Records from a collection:
::::::

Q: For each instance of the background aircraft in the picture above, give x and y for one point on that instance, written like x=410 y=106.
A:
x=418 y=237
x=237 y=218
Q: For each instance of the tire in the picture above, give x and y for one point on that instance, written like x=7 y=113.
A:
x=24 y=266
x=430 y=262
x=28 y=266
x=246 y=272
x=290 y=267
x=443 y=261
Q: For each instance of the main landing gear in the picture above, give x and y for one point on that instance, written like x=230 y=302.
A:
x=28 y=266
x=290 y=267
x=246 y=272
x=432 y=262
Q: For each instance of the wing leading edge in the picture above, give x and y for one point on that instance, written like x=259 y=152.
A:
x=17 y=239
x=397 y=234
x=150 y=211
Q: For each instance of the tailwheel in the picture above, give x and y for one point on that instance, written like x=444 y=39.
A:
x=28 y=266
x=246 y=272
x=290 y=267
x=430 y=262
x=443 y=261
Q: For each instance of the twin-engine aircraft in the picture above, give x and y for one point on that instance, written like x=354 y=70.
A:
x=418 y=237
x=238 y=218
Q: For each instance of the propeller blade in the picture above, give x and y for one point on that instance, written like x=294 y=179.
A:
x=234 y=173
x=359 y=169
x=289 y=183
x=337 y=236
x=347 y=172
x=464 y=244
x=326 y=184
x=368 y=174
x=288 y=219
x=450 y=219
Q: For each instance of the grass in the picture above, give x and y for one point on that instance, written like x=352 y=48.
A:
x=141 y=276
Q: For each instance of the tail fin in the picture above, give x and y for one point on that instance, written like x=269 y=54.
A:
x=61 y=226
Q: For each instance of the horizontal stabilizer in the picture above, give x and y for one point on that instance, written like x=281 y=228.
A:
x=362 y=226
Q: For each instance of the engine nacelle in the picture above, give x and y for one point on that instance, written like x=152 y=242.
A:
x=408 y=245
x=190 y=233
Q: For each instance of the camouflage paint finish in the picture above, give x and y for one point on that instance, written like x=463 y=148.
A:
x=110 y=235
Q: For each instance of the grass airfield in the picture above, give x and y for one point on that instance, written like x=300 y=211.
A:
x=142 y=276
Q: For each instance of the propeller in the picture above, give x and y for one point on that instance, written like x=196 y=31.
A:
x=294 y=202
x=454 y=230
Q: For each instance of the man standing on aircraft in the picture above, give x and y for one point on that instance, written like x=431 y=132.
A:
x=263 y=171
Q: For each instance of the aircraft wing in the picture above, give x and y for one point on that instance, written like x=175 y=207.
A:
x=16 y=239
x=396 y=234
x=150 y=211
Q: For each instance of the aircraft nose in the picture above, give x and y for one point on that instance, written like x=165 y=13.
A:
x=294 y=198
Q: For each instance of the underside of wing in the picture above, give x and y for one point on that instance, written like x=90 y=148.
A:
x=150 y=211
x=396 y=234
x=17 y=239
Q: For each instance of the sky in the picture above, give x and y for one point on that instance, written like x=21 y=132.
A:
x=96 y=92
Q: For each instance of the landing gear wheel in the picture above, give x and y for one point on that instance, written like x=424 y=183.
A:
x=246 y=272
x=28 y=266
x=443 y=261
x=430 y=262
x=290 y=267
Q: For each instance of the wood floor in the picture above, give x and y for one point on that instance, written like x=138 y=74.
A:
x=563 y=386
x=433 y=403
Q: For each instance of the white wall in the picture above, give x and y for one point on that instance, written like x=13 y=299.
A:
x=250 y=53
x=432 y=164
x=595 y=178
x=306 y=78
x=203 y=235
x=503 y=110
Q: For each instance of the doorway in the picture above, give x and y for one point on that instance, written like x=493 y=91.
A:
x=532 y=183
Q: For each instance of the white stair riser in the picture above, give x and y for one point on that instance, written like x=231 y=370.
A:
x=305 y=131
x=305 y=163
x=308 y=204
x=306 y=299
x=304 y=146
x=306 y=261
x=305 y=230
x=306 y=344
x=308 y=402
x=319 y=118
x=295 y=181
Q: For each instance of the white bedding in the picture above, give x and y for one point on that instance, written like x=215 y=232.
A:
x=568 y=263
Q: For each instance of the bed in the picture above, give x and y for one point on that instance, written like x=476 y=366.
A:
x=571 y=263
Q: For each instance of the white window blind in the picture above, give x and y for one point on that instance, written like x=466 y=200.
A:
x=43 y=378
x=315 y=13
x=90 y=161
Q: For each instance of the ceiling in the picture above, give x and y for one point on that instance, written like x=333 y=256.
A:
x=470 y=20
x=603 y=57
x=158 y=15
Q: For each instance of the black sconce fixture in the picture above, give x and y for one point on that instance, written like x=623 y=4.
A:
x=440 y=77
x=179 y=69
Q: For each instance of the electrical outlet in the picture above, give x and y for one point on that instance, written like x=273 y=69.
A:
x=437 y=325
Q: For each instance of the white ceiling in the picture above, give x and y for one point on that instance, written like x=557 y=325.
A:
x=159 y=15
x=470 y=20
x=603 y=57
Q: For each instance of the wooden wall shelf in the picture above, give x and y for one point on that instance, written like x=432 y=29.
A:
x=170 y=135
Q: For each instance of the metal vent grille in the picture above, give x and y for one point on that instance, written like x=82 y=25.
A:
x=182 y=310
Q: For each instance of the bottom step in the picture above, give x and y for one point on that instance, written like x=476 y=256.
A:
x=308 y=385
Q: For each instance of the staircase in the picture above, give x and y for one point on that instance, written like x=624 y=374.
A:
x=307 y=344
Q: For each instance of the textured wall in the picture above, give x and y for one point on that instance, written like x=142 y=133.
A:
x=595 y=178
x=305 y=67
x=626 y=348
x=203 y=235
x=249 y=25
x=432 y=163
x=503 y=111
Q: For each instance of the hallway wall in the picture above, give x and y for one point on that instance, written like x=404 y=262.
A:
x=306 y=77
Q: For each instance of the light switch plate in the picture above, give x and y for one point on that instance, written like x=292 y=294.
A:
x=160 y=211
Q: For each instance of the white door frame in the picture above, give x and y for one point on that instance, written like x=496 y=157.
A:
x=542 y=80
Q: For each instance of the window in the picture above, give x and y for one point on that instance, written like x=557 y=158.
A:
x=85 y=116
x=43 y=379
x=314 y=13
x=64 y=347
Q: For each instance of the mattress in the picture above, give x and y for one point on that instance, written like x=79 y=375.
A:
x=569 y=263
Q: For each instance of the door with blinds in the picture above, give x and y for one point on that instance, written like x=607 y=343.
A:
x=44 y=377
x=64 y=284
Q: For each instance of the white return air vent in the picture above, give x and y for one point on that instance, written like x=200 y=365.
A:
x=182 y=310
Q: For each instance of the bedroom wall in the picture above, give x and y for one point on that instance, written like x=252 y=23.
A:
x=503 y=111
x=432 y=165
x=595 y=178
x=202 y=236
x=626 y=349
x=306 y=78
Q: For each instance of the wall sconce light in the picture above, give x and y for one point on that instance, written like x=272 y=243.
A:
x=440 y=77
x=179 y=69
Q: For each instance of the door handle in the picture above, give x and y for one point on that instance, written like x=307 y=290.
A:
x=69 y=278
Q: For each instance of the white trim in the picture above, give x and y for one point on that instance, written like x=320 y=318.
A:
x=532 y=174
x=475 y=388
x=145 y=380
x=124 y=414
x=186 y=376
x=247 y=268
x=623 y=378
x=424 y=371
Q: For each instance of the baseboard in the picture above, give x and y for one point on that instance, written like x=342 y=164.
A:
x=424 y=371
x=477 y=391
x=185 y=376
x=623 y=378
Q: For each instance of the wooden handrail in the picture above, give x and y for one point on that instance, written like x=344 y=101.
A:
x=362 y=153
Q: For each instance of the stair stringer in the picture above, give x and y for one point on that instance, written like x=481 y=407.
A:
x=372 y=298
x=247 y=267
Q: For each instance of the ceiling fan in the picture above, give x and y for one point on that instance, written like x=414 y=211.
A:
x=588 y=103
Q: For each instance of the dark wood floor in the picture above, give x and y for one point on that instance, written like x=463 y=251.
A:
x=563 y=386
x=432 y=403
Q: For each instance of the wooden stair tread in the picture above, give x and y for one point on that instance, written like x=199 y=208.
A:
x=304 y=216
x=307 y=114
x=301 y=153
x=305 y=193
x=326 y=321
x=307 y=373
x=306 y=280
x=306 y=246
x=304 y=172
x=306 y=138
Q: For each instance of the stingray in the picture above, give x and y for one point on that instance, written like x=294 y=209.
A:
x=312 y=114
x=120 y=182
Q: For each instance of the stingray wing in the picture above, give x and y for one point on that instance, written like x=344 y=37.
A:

::::::

• _Instructions to follow_:
Write out, unchanged, the part of the material that starts with the line containing "Q: For each instance of the baseboard" and runs to the end of the material.

• _Final result_:
Q: For each instance of the baseboard in the picture above, give x and y for one point on that instance, written like x=342 y=164.
A:
x=424 y=371
x=477 y=391
x=185 y=376
x=623 y=378
Q: For each instance of the wooden handrail in the picture above, give x and y for one point on that instance, written like x=344 y=101.
A:
x=362 y=153
Q: For each instance of the stair stringer in the picture above, give x and y for one point on that instance, written like x=481 y=407.
A:
x=372 y=298
x=247 y=267
Q: For each instance of the ceiling fan in the picture above, give x and y for one point on that instance, written like x=414 y=211.
A:
x=588 y=103
Q: For each instance of the dark wood floor in the picture above, give x and y for one point on that instance, written like x=463 y=251.
A:
x=563 y=386
x=432 y=403
Q: For each instance of the wooden stair tread in the picture above, give x and y for one point on that instance, written like x=199 y=208.
A:
x=304 y=216
x=307 y=114
x=301 y=153
x=305 y=193
x=326 y=321
x=307 y=373
x=306 y=280
x=306 y=246
x=304 y=172
x=306 y=138
Q: For each instance of the stingray in the picture above, give x and y for one point on that instance, written like x=294 y=209.
A:
x=312 y=114
x=120 y=182
Q: For each instance of the stingray wing in the picture above, give x and y for one point on that instance, written like x=344 y=37.
A:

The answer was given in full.